● **Task instructions**:
Each line in the material below must be transcribed exactly; no picture belongs in the copy.

● **The input**:
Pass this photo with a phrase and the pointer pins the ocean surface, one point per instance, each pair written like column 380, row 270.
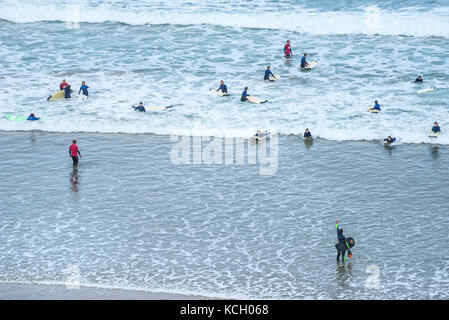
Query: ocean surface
column 132, row 218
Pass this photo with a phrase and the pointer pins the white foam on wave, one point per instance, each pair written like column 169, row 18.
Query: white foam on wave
column 368, row 20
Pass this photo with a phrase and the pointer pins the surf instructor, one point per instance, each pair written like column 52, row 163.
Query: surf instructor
column 74, row 152
column 244, row 94
column 288, row 53
column 268, row 73
column 303, row 61
column 342, row 248
column 223, row 87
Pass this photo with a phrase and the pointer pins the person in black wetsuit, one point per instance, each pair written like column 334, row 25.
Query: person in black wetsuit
column 67, row 92
column 342, row 248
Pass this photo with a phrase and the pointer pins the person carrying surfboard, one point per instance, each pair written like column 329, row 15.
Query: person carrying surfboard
column 74, row 152
column 140, row 108
column 303, row 61
column 268, row 73
column 436, row 128
column 63, row 84
column 223, row 87
column 84, row 89
column 288, row 50
column 343, row 245
column 244, row 94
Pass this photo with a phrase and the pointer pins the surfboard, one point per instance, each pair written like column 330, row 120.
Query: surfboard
column 254, row 99
column 341, row 246
column 219, row 93
column 426, row 90
column 15, row 118
column 19, row 118
column 310, row 66
column 157, row 108
column 263, row 135
column 56, row 95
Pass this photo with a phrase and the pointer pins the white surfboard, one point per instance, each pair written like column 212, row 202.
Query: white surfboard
column 311, row 65
column 219, row 93
column 157, row 108
column 263, row 135
column 426, row 90
column 254, row 99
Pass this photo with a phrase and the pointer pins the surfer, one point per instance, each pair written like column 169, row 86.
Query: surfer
column 84, row 89
column 67, row 92
column 140, row 108
column 74, row 152
column 63, row 84
column 376, row 106
column 436, row 128
column 223, row 87
column 307, row 134
column 268, row 73
column 32, row 117
column 244, row 94
column 288, row 50
column 303, row 61
column 342, row 245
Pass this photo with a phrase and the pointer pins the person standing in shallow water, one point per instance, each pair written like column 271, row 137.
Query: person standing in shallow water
column 74, row 152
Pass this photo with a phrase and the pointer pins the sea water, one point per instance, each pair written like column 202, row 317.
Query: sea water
column 130, row 217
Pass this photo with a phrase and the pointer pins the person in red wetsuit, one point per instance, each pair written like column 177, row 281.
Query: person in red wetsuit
column 288, row 49
column 74, row 152
column 63, row 85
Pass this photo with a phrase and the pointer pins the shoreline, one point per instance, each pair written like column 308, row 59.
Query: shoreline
column 22, row 291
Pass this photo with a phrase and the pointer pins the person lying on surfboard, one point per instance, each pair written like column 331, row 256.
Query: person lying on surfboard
column 307, row 134
column 140, row 108
column 32, row 117
column 244, row 94
column 223, row 87
column 376, row 106
column 436, row 128
column 84, row 88
column 268, row 73
column 303, row 61
column 63, row 84
column 288, row 50
column 389, row 139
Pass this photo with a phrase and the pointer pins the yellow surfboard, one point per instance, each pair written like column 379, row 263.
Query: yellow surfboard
column 56, row 95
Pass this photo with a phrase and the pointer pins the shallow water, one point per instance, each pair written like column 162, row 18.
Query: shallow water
column 131, row 218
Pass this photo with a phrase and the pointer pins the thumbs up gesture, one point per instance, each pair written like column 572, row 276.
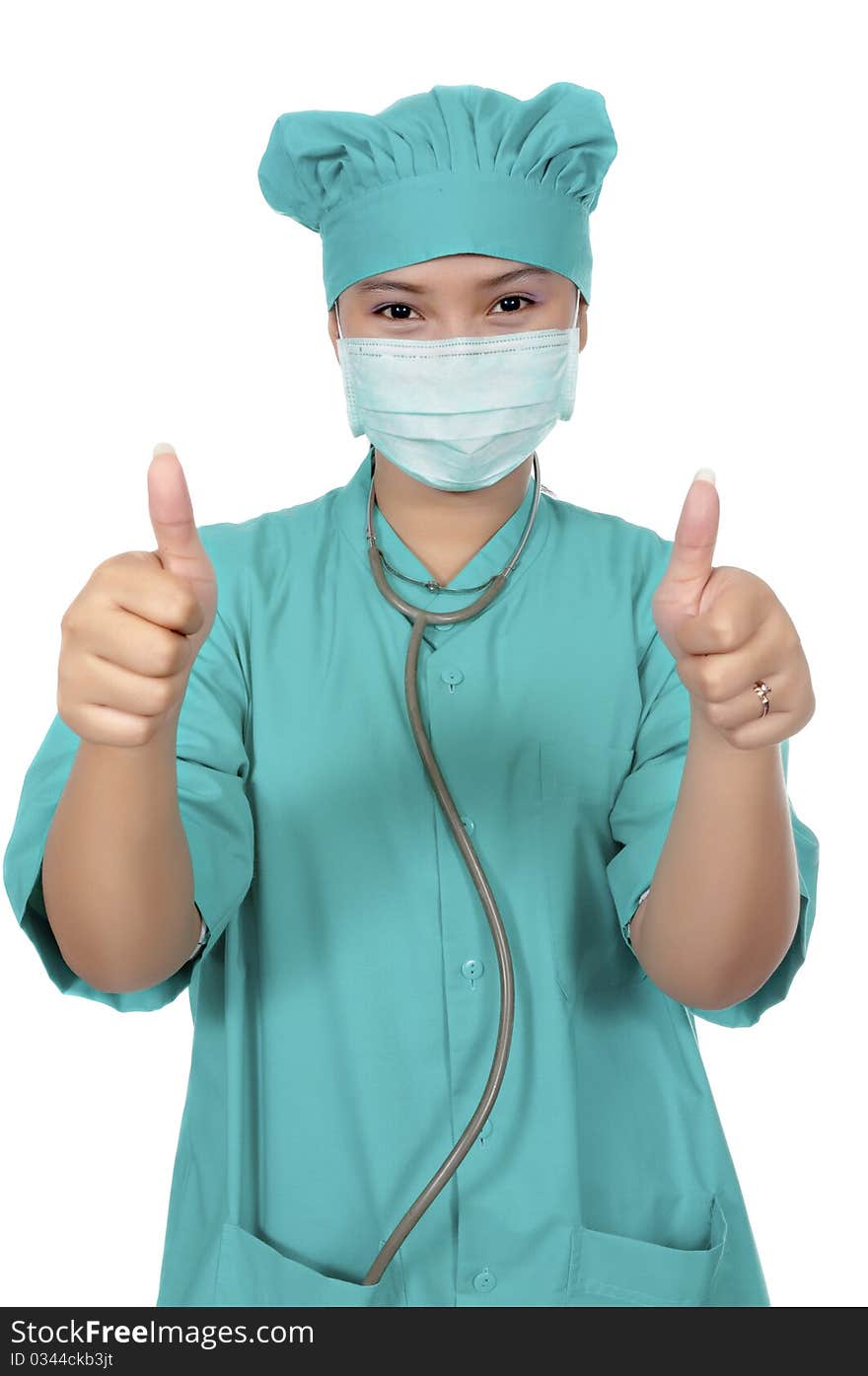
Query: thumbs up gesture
column 728, row 632
column 131, row 636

● **Output for this exercise**:
Pass this photo with a phrase and the pointer pins the ocean surface, one point per instance, each pair written like column 380, row 270.
Query: ocean surface
column 132, row 218
Pass this photo with a phrase and the pointer pins the white foam on wave, one point per instance, each pair written like column 169, row 18.
Query: white foam on wave
column 368, row 20
Pass this photo with a phrase and the pointer pins the surf instructor, one point per instance, each pair written like column 52, row 163.
Query: surf instructor
column 74, row 152
column 244, row 94
column 288, row 53
column 268, row 73
column 303, row 61
column 342, row 248
column 223, row 87
Pass this photo with a phrase and the pointer pins the person in black wetsuit, one point per instance, each pair written like column 334, row 25.
Query: person in black wetsuit
column 67, row 92
column 342, row 248
Pass this photo with a phrase and the pointer pins the person carrying surfboard, one point per instance, each pair written like column 329, row 15.
Query: person carrying surfboard
column 74, row 152
column 140, row 108
column 303, row 61
column 268, row 73
column 436, row 128
column 63, row 84
column 223, row 87
column 84, row 89
column 288, row 50
column 343, row 245
column 244, row 94
Pass this photo with a phrase and the pointer pins the surfboard, one point per instance, each pair written like column 330, row 120.
Query: surfboard
column 254, row 99
column 341, row 246
column 219, row 93
column 426, row 90
column 15, row 118
column 19, row 118
column 310, row 66
column 157, row 108
column 263, row 135
column 56, row 95
Pass this photo with a phrase and the pointer pins the white surfboard, one point per instance, each pair written like column 212, row 202.
Query: white surfboard
column 311, row 65
column 219, row 93
column 157, row 108
column 263, row 135
column 426, row 90
column 254, row 99
Pass this photo with a phrase and the pointer pins the surfer, one point per instance, each pair written like column 169, row 86.
Query: surfer
column 84, row 89
column 67, row 92
column 140, row 108
column 74, row 152
column 63, row 84
column 376, row 106
column 436, row 128
column 223, row 87
column 307, row 134
column 268, row 73
column 32, row 117
column 244, row 94
column 288, row 50
column 303, row 61
column 342, row 245
Pass this photo with a phrase and the pointer pins the person standing in shallow water, one point per instance, each pair written like column 271, row 137.
Query: person standing in shallow water
column 74, row 152
Pass this photo with a phrase and the pointer pins the sea water, one point per instance, each pair written like column 202, row 317.
Query: sea water
column 130, row 217
Pass this photo with a phrase and the pointer pins the person in red wetsuit, one point per instance, each pair written like column 177, row 281.
Query: person in red wetsuit
column 288, row 49
column 74, row 152
column 63, row 85
Pass this photo with a phrase and the pointer pins the shoreline, one point per instance, each pair written like column 308, row 59.
Query: shoreline
column 22, row 291
Pass this photo with a phrase and the pointer pins the person lying on surfboard, one point per instance, each pair written like column 331, row 256.
Query: person lying on surfboard
column 307, row 134
column 140, row 108
column 32, row 117
column 244, row 94
column 223, row 87
column 376, row 106
column 436, row 128
column 84, row 88
column 268, row 73
column 303, row 61
column 63, row 84
column 288, row 50
column 389, row 139
Pass this photo with a phrase and the pointer pins the yellow surfboard, one point per instance, each pair written like column 379, row 263.
Query: yellow surfboard
column 56, row 95
Pass this photo with a phrase and the pointer pins the shallow water, one point per instance, each pair written like column 162, row 18.
Query: shallow water
column 131, row 218
Pass this photo with a phrase and the pointer pins the thumbs up gesture, one point per instance, each pair written like column 572, row 276.
Query: thumbs up gesture
column 728, row 632
column 131, row 636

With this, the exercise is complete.